▶ _Исходные данные_

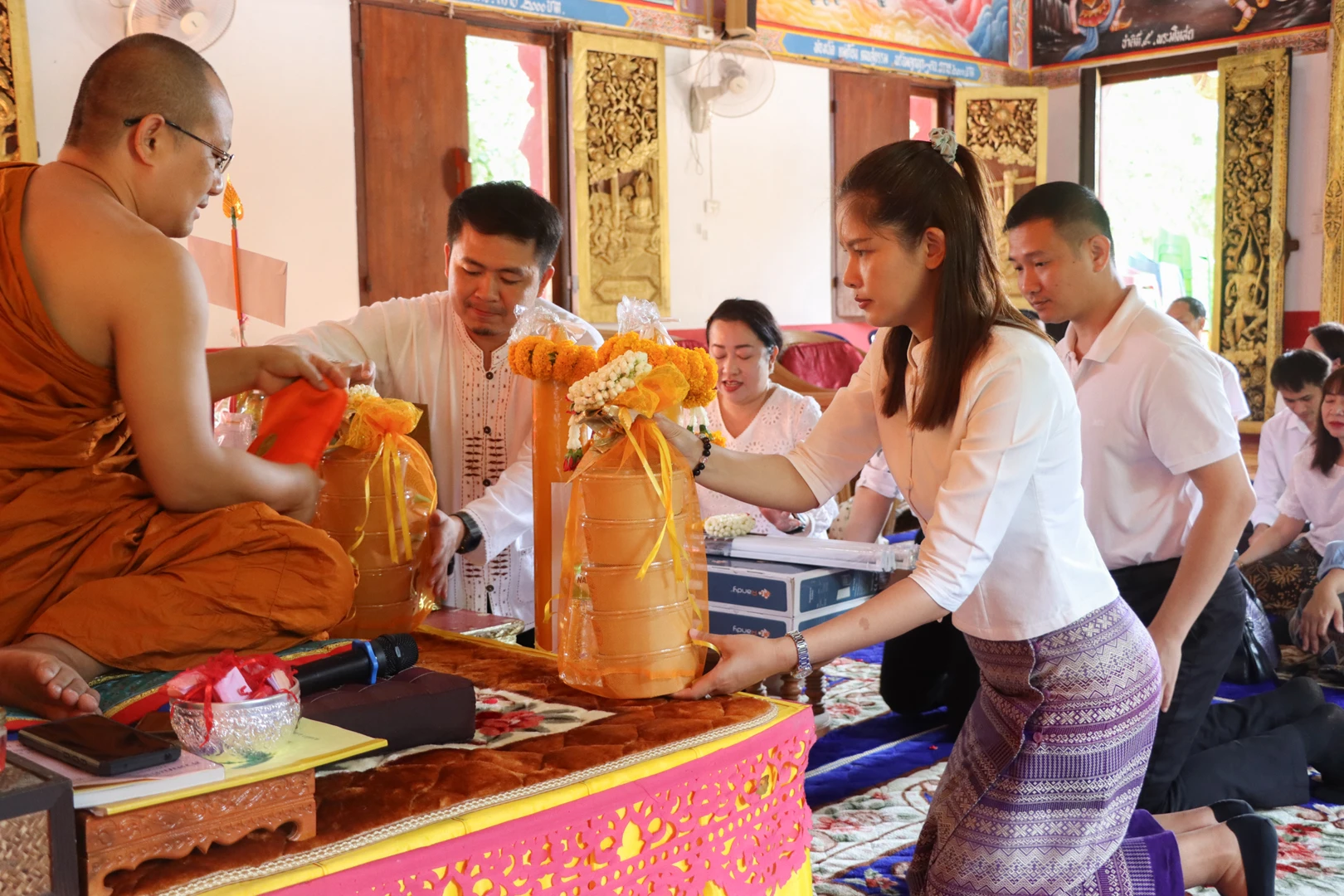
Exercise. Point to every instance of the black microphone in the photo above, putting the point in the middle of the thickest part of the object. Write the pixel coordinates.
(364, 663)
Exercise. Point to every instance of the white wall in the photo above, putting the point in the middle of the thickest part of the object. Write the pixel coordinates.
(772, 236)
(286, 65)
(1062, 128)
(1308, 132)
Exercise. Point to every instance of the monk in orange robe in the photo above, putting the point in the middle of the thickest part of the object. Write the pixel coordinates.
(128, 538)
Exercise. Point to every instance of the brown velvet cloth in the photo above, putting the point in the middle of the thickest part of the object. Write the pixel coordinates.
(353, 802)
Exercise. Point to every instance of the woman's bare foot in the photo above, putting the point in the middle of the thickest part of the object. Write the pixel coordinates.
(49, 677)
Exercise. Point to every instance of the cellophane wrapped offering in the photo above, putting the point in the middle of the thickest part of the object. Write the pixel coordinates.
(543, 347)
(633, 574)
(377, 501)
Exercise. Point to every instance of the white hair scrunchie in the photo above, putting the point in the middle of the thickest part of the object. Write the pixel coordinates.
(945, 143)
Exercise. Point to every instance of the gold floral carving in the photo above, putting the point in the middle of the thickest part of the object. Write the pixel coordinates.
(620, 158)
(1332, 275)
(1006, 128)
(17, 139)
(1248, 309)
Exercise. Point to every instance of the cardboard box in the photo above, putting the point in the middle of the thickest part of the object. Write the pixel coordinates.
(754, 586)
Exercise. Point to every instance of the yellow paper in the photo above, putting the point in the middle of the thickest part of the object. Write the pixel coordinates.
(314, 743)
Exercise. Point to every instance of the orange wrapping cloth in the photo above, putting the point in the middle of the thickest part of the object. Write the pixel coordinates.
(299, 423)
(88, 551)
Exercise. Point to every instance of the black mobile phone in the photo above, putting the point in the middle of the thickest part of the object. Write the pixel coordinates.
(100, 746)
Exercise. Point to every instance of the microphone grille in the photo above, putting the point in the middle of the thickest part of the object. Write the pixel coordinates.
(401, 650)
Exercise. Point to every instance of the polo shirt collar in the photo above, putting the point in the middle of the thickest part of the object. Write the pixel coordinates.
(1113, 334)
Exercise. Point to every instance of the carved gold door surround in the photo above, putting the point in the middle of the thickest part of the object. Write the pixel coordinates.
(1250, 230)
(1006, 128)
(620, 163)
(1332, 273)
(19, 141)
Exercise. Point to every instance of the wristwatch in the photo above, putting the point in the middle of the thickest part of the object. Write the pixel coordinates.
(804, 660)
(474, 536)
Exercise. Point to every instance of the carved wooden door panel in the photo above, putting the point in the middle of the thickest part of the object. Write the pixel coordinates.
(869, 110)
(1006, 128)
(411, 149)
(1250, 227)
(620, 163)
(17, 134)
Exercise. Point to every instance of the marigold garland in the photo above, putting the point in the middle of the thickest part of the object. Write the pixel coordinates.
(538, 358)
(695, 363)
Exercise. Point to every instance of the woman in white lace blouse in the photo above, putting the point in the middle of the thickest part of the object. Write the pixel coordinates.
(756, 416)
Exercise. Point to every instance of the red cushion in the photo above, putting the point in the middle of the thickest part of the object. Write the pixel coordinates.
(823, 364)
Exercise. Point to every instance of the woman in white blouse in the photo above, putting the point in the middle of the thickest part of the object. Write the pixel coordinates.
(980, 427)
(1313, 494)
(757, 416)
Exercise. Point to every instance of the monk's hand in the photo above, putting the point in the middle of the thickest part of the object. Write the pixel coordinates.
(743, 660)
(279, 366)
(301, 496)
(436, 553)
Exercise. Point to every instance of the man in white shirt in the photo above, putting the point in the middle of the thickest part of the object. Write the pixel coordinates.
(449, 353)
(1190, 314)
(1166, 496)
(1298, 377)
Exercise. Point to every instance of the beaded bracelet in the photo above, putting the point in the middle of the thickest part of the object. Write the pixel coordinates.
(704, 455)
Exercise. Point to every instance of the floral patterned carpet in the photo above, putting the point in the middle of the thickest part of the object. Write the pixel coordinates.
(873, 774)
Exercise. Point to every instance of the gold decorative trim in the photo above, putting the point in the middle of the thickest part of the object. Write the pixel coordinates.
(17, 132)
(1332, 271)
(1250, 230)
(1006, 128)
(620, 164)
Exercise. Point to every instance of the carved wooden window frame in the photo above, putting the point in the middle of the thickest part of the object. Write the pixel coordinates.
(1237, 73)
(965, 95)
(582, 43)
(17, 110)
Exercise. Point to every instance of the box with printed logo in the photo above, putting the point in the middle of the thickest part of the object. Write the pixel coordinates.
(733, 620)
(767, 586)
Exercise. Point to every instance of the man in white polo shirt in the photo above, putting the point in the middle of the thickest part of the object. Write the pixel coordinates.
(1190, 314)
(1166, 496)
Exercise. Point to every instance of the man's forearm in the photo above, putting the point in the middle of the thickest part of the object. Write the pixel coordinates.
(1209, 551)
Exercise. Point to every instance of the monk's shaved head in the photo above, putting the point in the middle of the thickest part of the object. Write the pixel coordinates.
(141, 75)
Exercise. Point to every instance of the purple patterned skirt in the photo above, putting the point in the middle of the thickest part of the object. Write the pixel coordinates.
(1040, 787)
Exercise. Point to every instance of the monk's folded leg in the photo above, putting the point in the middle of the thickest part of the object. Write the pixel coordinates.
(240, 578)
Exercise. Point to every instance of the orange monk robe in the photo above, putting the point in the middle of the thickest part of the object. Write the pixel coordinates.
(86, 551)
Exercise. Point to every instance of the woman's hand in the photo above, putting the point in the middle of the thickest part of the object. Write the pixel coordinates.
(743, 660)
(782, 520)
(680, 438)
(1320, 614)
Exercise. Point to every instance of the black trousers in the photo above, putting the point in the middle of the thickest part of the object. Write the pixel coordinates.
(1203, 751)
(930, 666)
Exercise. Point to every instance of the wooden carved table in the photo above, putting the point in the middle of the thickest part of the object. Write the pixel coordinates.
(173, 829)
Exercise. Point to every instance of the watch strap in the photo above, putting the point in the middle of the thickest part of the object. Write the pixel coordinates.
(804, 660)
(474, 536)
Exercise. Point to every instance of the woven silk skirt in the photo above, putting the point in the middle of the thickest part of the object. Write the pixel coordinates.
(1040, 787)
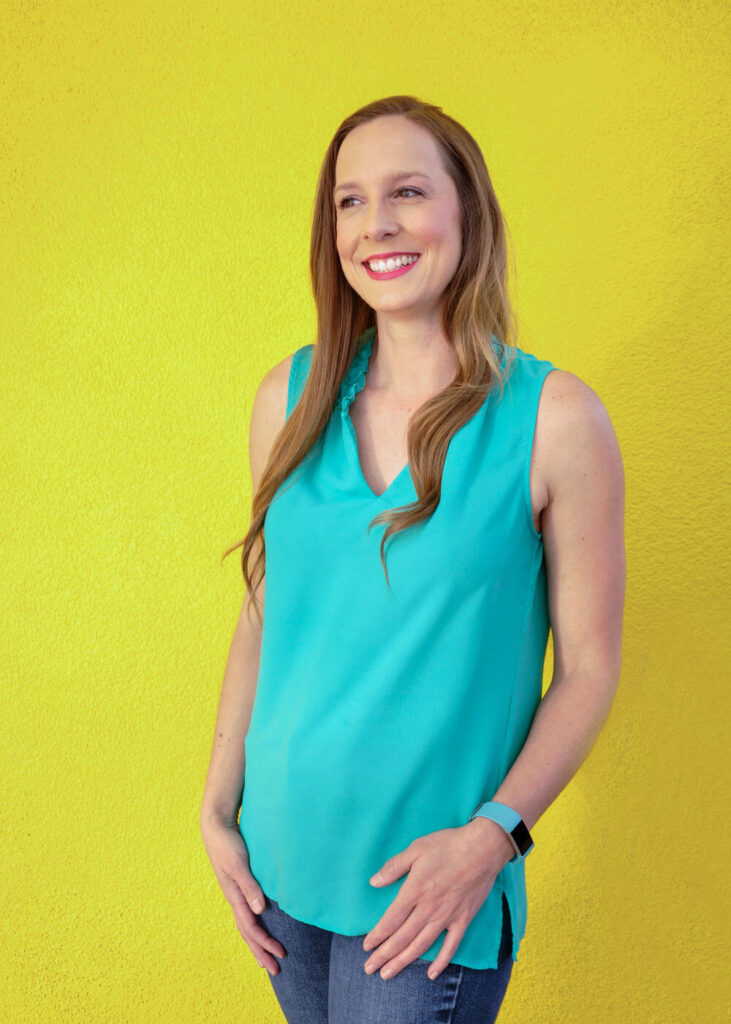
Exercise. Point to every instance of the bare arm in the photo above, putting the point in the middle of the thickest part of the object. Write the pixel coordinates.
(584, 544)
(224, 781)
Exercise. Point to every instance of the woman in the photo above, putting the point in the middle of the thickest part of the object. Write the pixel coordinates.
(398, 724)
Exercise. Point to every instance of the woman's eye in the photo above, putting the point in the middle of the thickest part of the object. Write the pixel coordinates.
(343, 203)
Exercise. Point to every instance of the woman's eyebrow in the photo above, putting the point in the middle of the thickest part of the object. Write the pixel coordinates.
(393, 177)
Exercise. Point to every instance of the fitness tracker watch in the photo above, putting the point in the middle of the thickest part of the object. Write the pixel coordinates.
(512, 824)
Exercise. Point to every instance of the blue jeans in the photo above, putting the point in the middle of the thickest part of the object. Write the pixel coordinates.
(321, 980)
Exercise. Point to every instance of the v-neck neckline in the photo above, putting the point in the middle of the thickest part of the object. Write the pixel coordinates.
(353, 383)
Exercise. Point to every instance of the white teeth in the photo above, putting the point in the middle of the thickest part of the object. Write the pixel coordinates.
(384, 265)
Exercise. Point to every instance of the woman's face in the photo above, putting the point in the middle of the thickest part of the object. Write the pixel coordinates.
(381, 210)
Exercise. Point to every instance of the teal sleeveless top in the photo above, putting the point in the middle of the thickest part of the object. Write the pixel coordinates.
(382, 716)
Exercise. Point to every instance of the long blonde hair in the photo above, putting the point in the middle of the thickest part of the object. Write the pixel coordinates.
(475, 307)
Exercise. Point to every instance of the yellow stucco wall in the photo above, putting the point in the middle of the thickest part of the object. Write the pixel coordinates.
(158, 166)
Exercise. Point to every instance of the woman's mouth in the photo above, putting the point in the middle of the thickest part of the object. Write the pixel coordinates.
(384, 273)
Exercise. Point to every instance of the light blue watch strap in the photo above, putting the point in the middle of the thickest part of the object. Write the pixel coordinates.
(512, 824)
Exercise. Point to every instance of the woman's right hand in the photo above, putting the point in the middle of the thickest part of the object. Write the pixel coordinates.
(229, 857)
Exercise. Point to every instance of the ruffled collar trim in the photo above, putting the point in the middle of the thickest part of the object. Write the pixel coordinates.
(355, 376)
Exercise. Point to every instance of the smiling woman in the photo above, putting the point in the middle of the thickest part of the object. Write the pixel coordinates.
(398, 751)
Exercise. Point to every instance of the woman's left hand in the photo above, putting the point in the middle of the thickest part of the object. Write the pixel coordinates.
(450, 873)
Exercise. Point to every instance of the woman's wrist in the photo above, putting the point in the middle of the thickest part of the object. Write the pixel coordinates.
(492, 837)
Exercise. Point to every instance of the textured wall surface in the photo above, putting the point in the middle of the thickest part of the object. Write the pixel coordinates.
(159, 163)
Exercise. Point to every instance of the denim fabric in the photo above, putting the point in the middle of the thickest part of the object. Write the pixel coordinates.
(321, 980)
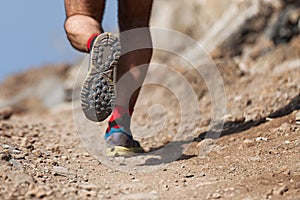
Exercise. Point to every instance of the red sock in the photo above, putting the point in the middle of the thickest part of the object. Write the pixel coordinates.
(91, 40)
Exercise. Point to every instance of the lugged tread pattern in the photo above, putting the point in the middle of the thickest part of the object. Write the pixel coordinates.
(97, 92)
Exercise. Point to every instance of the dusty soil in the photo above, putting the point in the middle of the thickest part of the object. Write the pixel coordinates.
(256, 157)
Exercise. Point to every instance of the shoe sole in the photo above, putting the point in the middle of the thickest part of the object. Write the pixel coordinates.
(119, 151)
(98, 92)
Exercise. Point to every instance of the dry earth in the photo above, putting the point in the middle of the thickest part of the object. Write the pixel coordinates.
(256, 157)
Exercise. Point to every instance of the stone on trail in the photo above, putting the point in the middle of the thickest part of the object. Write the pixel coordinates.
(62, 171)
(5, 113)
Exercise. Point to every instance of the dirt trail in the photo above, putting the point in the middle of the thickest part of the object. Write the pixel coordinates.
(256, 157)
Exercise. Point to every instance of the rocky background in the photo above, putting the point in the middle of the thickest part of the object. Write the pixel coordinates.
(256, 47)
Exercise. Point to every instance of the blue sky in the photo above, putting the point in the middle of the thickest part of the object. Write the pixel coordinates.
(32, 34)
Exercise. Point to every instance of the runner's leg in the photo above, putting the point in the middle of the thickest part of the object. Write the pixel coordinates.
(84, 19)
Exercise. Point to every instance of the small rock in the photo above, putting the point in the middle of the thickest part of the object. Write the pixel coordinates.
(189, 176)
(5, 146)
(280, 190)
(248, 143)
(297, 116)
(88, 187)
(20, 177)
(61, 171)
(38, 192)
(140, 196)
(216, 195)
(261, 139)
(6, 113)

▶ _Ваше задание_
Замените «white wall» на «beige wall» в данных от самого начала до строки с «(1248, 309)» включительно. Приведите эти строки целиком, больше ничего в них не меняя и не включая картинки.

▶ _Результат выполнения_
Exercise. Point to every instance of the black microphone in the photo above, putting the point in the middle of the thickest part of the object. Write the pixel coordinates.
(364, 663)
Exercise. Point to every instance of the beige wall in the photo above, putting the point in the middle of the thickest part of the object. Write the pixel coordinates.
(772, 236)
(286, 65)
(1062, 128)
(1308, 132)
Exercise. Point to every instance of the monk in orange robe in the photo above, putting the point in the middle of the thickest part of the object. Write the pixel coordinates.
(128, 538)
Exercise. Point to every instance of the brown velvet cloth in the photo above, putting the point in the middle of the thickest part of the object. Write the pixel coordinates.
(353, 802)
Exercise. Point to every instance of the woman's bare foot in the photo above, putting the point in the middle of the thickest part of the object. Write the pixel coordinates.
(49, 677)
Exercise. Point to every instance of the cellophane wrapped offering in the photo above, putting the point in the middle of the thickest part of the object. Write the pixel coordinates.
(543, 347)
(633, 574)
(377, 501)
Exercise. Point to every instance of the white hair scrunchie in the photo above, putting the point in the middle of the thickest part of the object. Write the pixel coordinates.
(945, 143)
Exercise. Point to every instance of the gold floral carving in the photo above, putting the point in the middle of the thickest part of the object. Write the pixel coordinates.
(620, 158)
(1332, 275)
(1006, 128)
(17, 139)
(1248, 309)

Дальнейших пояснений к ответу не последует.